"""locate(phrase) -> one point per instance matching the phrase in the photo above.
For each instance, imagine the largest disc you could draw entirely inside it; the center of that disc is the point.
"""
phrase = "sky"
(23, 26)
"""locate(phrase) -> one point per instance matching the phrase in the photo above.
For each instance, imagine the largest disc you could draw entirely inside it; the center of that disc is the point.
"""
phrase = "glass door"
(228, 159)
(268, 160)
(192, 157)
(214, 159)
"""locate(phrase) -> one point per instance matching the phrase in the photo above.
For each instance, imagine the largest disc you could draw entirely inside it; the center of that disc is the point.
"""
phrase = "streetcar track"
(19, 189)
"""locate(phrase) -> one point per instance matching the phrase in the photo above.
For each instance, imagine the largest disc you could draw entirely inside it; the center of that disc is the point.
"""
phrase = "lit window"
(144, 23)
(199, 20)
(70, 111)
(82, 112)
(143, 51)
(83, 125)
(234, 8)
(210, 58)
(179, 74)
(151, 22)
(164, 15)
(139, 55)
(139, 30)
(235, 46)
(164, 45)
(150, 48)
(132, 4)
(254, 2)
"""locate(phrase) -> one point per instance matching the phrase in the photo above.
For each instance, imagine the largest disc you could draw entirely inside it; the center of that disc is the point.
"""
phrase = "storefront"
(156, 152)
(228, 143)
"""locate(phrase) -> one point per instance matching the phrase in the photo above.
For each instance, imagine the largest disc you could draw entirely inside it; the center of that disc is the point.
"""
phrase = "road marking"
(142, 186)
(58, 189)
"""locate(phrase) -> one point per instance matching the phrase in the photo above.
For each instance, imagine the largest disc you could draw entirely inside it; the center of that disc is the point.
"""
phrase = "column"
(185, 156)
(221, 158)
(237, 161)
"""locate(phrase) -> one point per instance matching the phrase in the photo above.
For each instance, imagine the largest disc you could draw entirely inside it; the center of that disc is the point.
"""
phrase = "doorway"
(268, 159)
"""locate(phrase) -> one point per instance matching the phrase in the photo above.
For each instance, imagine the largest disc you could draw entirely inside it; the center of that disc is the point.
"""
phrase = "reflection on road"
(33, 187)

__________________________________________________

Required action: A word-for-word repetition of the listing above is required.

Solution:
"""locate(phrase) -> one point per instance matching the phrase in the photo above.
For each instance, imagine the largest disc you could draw entirely inside it; the center of that disc is the point.
"""
phrase = "sky"
(23, 26)
"""locate(phrase) -> one point per instance matching the phrase in the photo above.
For each instance, imagine the largest disc you could draw entirely inside it; the center of that disc is the point.
"""
phrase = "glass door"
(228, 159)
(268, 160)
(192, 157)
(214, 159)
"""locate(phrase) -> one point per instance matching the phrase in the photo above.
For each instance, imagine the largest disc you could draw entirely inside it; the center of that disc is the point.
"""
phrase = "streetcar track"
(19, 189)
"""locate(phrase) -> one point per instance matching the phrase in the photo above.
For each instance, imagine the largest disc you could draw entirely inside it; the center of that disc is the point.
"""
phrase = "lit window"
(144, 23)
(199, 20)
(70, 111)
(82, 112)
(143, 51)
(83, 125)
(234, 8)
(210, 58)
(179, 74)
(151, 22)
(164, 15)
(139, 55)
(139, 30)
(235, 46)
(164, 45)
(150, 48)
(132, 4)
(254, 2)
"""locate(phrase) -> one point per instance matching the phrase in the photo above.
For each instance, imagine the largest disc you could draw entirely inside it; the center of that disc is the point.
"""
phrase = "storefront"
(156, 152)
(228, 143)
"""locate(phrase) -> one point per instance matching the phrase in the photo above.
For each instance, imagine the largest disc you could draw entirely inside it; the center of that disc is the point.
"""
phrase = "road marking"
(142, 186)
(58, 189)
"""locate(phrase) -> one point per instance matching the phrase in the photo above.
For each instance, imagine the largest disc you could draw entirely inside it; the center of that disc is the point.
"""
phrase = "column"
(185, 156)
(221, 158)
(237, 161)
"""locate(phrase) -> one point per instance matching the phrase in the photo above.
For each instance, imagine the largest disc you could draw entirely inside it; the center of that disc is the point.
"""
phrase = "doorway"
(268, 159)
"""locate(phrase) -> one point per instance matching the phrase in the photo above.
For each instance, imagine the largest disc you could draw entirely inside it; the center of that disc is the point.
"""
phrase = "reflection on road"
(33, 187)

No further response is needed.